Listed entries »
:::
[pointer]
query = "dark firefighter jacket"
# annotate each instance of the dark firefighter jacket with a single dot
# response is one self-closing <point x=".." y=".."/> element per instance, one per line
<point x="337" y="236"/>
:::
Working from the material above, retype it in its entirety without change.

In response »
[pointer]
query = "dark firefighter jacket"
# annotate each instance of the dark firefighter jacket with a single dot
# response is one self-closing <point x=".." y=".."/> element per instance, one per line
<point x="337" y="236"/>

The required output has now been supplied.